Input rows
##########

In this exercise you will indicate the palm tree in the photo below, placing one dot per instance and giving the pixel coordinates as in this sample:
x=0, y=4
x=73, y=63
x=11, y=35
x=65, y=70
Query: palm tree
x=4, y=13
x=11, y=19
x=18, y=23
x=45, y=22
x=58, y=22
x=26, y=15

##########

The exercise
Rescale the entries above by writing out every line again, requests included, with each x and y coordinate in the answers multiplied by 0.75 and rounded to a whole number, halves rounding up. Leave the numbers in the requests and their format samples as they are.

Solution for this task
In this exercise you will indicate the palm tree in the photo below, placing one dot per instance and giving the pixel coordinates as in this sample:
x=0, y=4
x=73, y=63
x=11, y=35
x=65, y=70
Query: palm tree
x=3, y=10
x=8, y=14
x=14, y=17
x=34, y=17
x=44, y=17
x=20, y=11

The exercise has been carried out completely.